**TASK DESCRIPTION**.
Copy every one of the lines below word for word, changing nothing.

**Dataset items**.
--- Start ---

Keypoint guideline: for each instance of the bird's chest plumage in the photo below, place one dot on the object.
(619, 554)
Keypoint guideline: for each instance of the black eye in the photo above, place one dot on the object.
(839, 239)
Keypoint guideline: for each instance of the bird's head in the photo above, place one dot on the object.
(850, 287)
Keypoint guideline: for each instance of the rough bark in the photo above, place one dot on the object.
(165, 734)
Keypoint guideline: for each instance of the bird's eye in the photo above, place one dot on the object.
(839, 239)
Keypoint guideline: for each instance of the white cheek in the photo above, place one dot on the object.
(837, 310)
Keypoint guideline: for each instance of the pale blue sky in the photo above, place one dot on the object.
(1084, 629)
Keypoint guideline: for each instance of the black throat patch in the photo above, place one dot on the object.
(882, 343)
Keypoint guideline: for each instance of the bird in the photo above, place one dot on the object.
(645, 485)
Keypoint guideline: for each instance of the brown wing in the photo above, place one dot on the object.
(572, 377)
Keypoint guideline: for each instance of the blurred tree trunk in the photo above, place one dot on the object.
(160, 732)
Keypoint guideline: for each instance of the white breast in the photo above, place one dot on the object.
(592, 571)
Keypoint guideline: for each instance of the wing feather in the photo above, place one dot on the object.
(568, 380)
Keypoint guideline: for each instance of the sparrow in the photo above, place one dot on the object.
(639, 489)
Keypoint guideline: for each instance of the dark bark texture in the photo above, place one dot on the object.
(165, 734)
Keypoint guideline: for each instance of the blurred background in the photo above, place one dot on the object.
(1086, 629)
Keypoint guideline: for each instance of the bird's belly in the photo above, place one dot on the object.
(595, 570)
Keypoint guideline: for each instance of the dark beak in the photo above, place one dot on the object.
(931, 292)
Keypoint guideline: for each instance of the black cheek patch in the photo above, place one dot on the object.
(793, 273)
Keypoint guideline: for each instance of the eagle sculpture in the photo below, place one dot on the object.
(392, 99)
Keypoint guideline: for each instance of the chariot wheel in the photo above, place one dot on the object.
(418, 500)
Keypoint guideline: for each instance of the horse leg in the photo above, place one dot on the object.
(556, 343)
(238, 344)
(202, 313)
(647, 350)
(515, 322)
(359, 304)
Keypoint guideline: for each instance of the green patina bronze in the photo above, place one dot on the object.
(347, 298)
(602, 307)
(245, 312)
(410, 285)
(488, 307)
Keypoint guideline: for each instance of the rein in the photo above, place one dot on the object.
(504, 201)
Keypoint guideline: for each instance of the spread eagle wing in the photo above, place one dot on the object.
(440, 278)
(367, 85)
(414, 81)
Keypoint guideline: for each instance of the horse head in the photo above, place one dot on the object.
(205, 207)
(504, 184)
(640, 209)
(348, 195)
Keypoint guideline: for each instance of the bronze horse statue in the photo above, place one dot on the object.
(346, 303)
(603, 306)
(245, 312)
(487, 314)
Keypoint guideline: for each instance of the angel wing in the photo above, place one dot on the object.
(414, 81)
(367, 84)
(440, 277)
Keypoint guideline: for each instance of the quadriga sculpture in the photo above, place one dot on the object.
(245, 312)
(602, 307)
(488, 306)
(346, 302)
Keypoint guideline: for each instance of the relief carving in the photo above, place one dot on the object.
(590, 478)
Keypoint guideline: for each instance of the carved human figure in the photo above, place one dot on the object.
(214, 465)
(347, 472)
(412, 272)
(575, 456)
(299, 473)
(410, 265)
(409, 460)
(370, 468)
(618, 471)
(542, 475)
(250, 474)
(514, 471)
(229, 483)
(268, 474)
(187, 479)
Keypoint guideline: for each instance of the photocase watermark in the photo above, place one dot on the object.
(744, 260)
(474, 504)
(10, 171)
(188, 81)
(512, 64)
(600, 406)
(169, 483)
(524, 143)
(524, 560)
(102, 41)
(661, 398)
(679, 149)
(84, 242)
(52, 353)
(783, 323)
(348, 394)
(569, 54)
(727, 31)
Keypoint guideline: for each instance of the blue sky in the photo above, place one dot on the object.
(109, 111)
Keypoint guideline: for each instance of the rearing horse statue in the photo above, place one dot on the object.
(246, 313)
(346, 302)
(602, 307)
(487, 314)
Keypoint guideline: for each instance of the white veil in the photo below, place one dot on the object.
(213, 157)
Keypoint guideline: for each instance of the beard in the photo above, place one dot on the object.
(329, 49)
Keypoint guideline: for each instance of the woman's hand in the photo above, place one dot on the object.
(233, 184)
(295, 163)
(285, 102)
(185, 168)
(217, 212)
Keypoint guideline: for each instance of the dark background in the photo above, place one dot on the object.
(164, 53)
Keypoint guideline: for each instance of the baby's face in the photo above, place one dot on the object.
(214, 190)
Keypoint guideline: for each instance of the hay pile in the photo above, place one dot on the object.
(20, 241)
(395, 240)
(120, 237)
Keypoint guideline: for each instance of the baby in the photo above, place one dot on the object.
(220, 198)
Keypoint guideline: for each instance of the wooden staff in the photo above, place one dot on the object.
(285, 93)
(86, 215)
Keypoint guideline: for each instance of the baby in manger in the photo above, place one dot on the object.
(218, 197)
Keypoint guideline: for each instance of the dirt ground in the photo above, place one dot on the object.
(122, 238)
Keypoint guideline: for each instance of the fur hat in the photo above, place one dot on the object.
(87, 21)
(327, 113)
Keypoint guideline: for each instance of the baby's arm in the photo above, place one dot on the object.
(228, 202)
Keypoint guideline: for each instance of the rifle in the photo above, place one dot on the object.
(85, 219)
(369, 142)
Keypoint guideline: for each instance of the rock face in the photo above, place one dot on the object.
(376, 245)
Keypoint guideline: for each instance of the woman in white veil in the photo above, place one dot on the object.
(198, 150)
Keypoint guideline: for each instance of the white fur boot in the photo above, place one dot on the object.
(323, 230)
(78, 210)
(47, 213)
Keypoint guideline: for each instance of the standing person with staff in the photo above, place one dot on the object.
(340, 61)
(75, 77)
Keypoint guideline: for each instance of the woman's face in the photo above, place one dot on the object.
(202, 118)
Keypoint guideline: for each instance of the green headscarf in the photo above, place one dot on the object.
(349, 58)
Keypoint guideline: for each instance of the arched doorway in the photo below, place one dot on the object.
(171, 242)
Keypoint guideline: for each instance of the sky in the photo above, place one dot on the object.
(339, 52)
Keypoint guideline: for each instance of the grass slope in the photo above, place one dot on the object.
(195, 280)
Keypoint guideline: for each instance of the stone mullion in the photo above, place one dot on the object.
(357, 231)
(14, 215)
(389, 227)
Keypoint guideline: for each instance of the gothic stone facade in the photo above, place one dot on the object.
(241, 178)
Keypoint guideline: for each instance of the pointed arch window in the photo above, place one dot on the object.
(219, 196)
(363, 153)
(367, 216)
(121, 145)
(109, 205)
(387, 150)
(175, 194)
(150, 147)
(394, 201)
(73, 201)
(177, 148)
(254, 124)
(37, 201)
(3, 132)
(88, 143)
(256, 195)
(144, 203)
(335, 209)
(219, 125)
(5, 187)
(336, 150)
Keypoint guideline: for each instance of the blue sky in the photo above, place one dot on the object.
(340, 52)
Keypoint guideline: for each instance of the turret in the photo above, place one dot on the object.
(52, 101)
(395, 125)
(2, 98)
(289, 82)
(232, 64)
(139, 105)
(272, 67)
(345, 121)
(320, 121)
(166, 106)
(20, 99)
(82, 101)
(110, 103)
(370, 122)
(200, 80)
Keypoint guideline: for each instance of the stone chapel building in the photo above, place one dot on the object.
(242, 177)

--- End ---

**WRITTEN SOLUTION**.
Keypoint guideline: for each instance of the bird's chest plumage in the photo below, place one dot on the object.
(619, 554)
Keypoint guideline: for each instance of the black eye in the photo above, place one dot on the object.
(839, 239)
Keypoint guideline: for each instance of the bird's head in the photo above, place one dot on the object.
(850, 287)
Keypoint guideline: for each instance of the rough bark in the photo above, place one dot on the object.
(165, 734)
Keypoint guideline: for each instance of the bird's eye in the photo above, place one dot on the object.
(839, 239)
Keypoint guideline: for each instance of the white cheek in the photo above, place one dot on the object.
(837, 310)
Keypoint guideline: for each instance of the pale blue sky in the photo above, place one dot on the object.
(1084, 629)
Keypoint guideline: for each instance of the black throat patch in the photo above, place one dot on the object.
(882, 343)
Keypoint guideline: for each instance of the bird in the photo above, place one dot on the object.
(645, 485)
Keypoint guideline: for each instance of the brown wing in the photo above, place one dot on the object.
(572, 377)
Keypoint guideline: for each instance of the blurred tree trunk in the photo above, place one dot on the object.
(160, 732)
Keypoint guideline: for each instance of the white breast in the photo above, place one dot on the object.
(592, 571)
Keypoint guideline: for each instance of the wing feather in the photo above, place one dot on the object.
(568, 380)
Keypoint guideline: for each instance of the sparrow in the photo above, place one dot on the object.
(639, 489)
Keypoint guideline: for each instance of the dark bark texture in the photo above, place one dot on the object.
(165, 734)
Keypoint guideline: for each instance of the blurred background in the photo above, place one dot on the object.
(1086, 629)
Keypoint guideline: for each instance of the bird's belly in the photo above, place one dot on the object.
(595, 570)
Keypoint guideline: for each instance of the dark beak in the photo above, place one dot on the object.
(931, 292)
Keypoint guideline: for each instance of the black cheek patch in the photo above, place one dot on the object.
(793, 273)
Keypoint guideline: for each instance of the eagle sculpture in the photo below, place one dot on the object.
(392, 99)
Keypoint guideline: for each instance of the chariot wheel in the photo above, place one dot on the object.
(418, 500)
Keypoint guideline: for each instance of the horse leg in the photo above, place one dot on the object.
(556, 343)
(238, 344)
(202, 313)
(647, 350)
(515, 322)
(359, 304)
Keypoint guideline: for each instance of the green patina bronze in the photo above, place one dot on the object.
(347, 298)
(602, 307)
(245, 312)
(410, 285)
(488, 307)
Keypoint guideline: for each instance of the rein in the photo above, place one dot on the object.
(504, 201)
Keypoint guideline: for each instance of the spread eagle wing in the photo above, place one dot on the object.
(440, 278)
(367, 85)
(414, 81)
Keypoint guideline: for each instance of the horse head in the photo above, place one dot on the object.
(205, 207)
(504, 184)
(640, 209)
(348, 195)
Keypoint guideline: for each instance of the bronze horse statue in the photo above, place one dot on the object.
(346, 303)
(603, 306)
(245, 312)
(487, 314)
Keypoint guideline: for each instance of the angel wing in the photo above, place one dot on the object.
(414, 81)
(367, 84)
(440, 277)
Keypoint guideline: for each instance of the quadriga sculpture in the photo above, place one dot on the object.
(245, 312)
(602, 307)
(488, 306)
(346, 302)
Keypoint guideline: for each instance of the relief carving in the photo above, place one dot on the object.
(590, 478)
Keypoint guideline: for each instance of the carved human figure in the photo above, place one dot on the object.
(214, 465)
(347, 472)
(412, 272)
(575, 456)
(299, 473)
(410, 265)
(409, 460)
(370, 468)
(618, 471)
(542, 475)
(250, 474)
(514, 471)
(229, 483)
(268, 474)
(187, 479)
Keypoint guideline: for each instance of the photocase watermark in the photo above, place one dot on the object.
(744, 260)
(474, 504)
(10, 171)
(188, 81)
(512, 64)
(600, 406)
(169, 483)
(524, 143)
(524, 560)
(102, 41)
(661, 398)
(679, 149)
(84, 242)
(52, 353)
(783, 323)
(348, 394)
(569, 54)
(727, 31)
Keypoint guideline: for each instance of the blue sky in the photo above, place one dot on the object.
(109, 111)
Keypoint guideline: for each instance of the rearing horse statue in the photo above, place one dot on the object.
(246, 313)
(346, 302)
(602, 307)
(487, 314)
Keypoint guideline: for each instance of the white veil in the photo below, place one dot on the object.
(213, 157)
Keypoint guideline: for each instance of the beard in the photo above, place one dot on the object.
(329, 49)
Keypoint guideline: for each instance of the woman's hand in the photo above, place one dot on the object.
(233, 184)
(295, 163)
(285, 102)
(185, 168)
(217, 212)
Keypoint guideline: for each instance of the dark background in the photo above, place one dot on the object.
(164, 53)
Keypoint guideline: for each instance of the baby's face in the photo above, place one dot on the object.
(214, 190)
Keypoint guideline: for each instance of the hay pile in the photo above, place one dot on the object.
(20, 241)
(395, 240)
(120, 237)
Keypoint guideline: for each instance of the baby in the photo above, place one dot on the object.
(220, 198)
Keypoint guideline: for each instance of the wooden staff in the photo above, place one dot on the object.
(285, 93)
(86, 215)
Keypoint guideline: for each instance of the baby in manger in the photo above, place one dot on the object.
(218, 197)
Keypoint guideline: for each instance of the dirt ground in the photo above, place one dot on the object.
(122, 238)
Keypoint guideline: for each instance of the fur hat in the photo above, place one dot on the object.
(87, 21)
(327, 113)
Keypoint guideline: for each instance of the baby's arm in the photo above, place one dot on the object.
(228, 202)
Keypoint guideline: for each instance of the rifle in the photo above, place one dot on the object.
(85, 219)
(369, 142)
Keypoint guideline: for each instance of the rock face in the photo above, place one dot on the object.
(376, 245)
Keypoint guideline: for each instance of the woman in white veil in the photo above, place one dot on the object.
(198, 150)
Keypoint guideline: for each instance of the white fur boot in the photo above, place one dot on the object.
(323, 230)
(78, 210)
(47, 213)
Keypoint guideline: for each instance of the standing person with staff in the photo above, place one dot on the object.
(340, 61)
(75, 77)
Keypoint guideline: for each instance of the woman's face in the photo above, place one dot on the object.
(202, 118)
Keypoint guideline: for each instance of the green headscarf in the photo above, place one dot on the object.
(349, 58)
Keypoint guideline: for each instance of the arched doorway in the photo below, place one dot on the object.
(171, 242)
Keypoint guideline: for each instance of the sky in the photo above, place one dot on the object.
(339, 52)
Keypoint guideline: for each instance of the grass slope in the photo above, place one dot on the object.
(195, 280)
Keypoint guideline: for each instance of the stone mullion in the photo above, place one dot on the object.
(357, 231)
(14, 215)
(389, 227)
Keypoint guideline: for each instance of the gothic stone facade in the photo above, place one dot on the object.
(241, 178)
Keypoint guideline: for each instance of the pointed arch window in the photo above, place one dot on the object.
(219, 196)
(363, 153)
(367, 216)
(121, 145)
(109, 205)
(387, 150)
(175, 194)
(150, 147)
(394, 201)
(73, 201)
(177, 148)
(254, 124)
(37, 201)
(3, 132)
(88, 143)
(256, 195)
(144, 203)
(335, 209)
(219, 125)
(5, 187)
(336, 150)
Keypoint guideline: for each instance of the blue sky in the photo above, place one dot on the object.
(340, 52)
Keypoint guideline: for each instance of the turret in the photo above, place one dot on the object.
(52, 101)
(395, 125)
(2, 98)
(289, 82)
(232, 64)
(139, 105)
(272, 67)
(345, 121)
(320, 121)
(166, 106)
(20, 99)
(82, 101)
(110, 103)
(370, 122)
(200, 80)
Keypoint guideline: for each instance of the stone chapel building in the photo above, place one dot on the object.
(242, 177)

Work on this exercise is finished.